• [Supplied data]

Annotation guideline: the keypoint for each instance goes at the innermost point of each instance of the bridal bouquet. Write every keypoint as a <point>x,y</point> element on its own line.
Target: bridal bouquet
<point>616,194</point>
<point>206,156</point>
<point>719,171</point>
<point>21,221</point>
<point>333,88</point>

• [The request] Recast the rows above as a JSON list of strings with one string per line, leaving out any blank lines.

• [Completed task]
[
  "Annotation guideline: the keypoint for each instance goes at the innermost point of each instance of the bridal bouquet. Write every keypoint as a <point>x,y</point> element on its own line.",
  "Target: bridal bouquet",
  "<point>616,194</point>",
  "<point>206,156</point>",
  "<point>719,171</point>",
  "<point>21,221</point>",
  "<point>333,88</point>"
]